■ **阅读短文**:

——

我们寻觅新颖事物,但所求并不多。
人类有吃的欲望、喝的欲望,以及繁衍的欲望。“人类的好奇心也是如此。”卡耐基梅隆大学经济学与心理学教授乔治·勒文施泰因(George Loewenstein)如是说,我们有着无限的求知欲――去创造、去探索、去孜孜不倦地学习――“求知欲足可与其他欲望匹敌。”
那么,好奇心有什么稀奇的呢,难道是因为好奇心似乎并不与任何具体回报相关?“好奇心带来的理论难题就是,为什么人们会被按好奇心的定义来说没有外在好处的信息牢牢吸引?”勒文施泰因曾这样写道。生命体寻求食物、水、性、庇护所、休息、财富或者是生活中各种其他的营养和使自己愉悦的事物也在情理之中。但是追溯引力的本质或者是跑到月亮上去有什么好处呢?
有个很简单的答案就是我们永远不会知道今天学到的东西明天是不是就能派上用场了。以蠕虫为例,“它们是无药可救的乐天派。”加利福尼亚索尔克生物科学研究所的神经生物学家斯里坎斯·查拉萨尼(Sreekanth Chalasani)这样说道。他的研究对象是秀丽隐杆线虫,一种常见的几毫米长的线虫。实验中,他把一只线虫放在一个大的菌斑(线虫最喜欢的食物)上面,周围围绕着许多潜在的交配对象。“它会做什么呢?它会离开那个菌斑,四处找找有没有更多的东西,”他说道,“没有任何迹象表明周围还有更好的东西。这就是你能给它提供的最好的食物。简直是疯了!”
不管你仅仅是放弃了你的食物,还是飞到了太空,探索确实显得有点犯傻――当然,除非你永远也不知道食物是否会被耗尽。从进化论的观点上来看,我们有充分的理由继续探寻,查拉萨尼说道。信息帮助我们做出更好的选择并能适应不断变化着的环境。说不定哪一天我们就需要一个月球基地了呢。

——

■ **所给材料**:
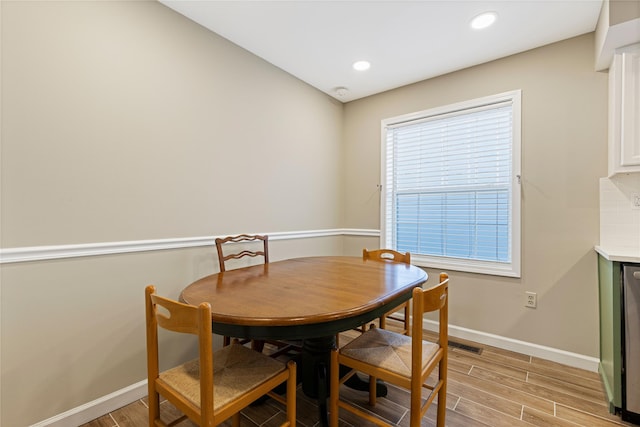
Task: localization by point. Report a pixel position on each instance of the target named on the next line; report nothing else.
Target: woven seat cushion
(236, 370)
(388, 350)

——

请一字不改地抄录关于好奇心的短文中的一段，起于含有“我们寻觅新颖事物,但所求并不多。”的词句，止于“是跑到月亮上去有什么好处呢?”。

■ **本题答案**:
我们寻觅新颖事物,但所求并不多。
人类有吃的欲望、喝的欲望,以及繁衍的欲望。“人类的好奇心也是如此。”卡耐基梅隆大学经济学与心理学教授乔治·勒文施泰因(George Loewenstein)如是说,我们有着无限的求知欲――去创造、去探索、去孜孜不倦地学习――“求知欲足可与其他欲望匹敌。”
那么,好奇心有什么稀奇的呢,难道是因为好奇心似乎并不与任何具体回报相关?“好奇心带来的理论难题就是,为什么人们会被按好奇心的定义来说没有外在好处的信息牢牢吸引?”勒文施泰因曾这样写道。生命体寻求食物、水、性、庇护所、休息、财富或者是生活中各种其他的营养和使自己愉悦的事物也在情理之中。但是追溯引力的本质或者是跑到月亮上去有什么好处呢?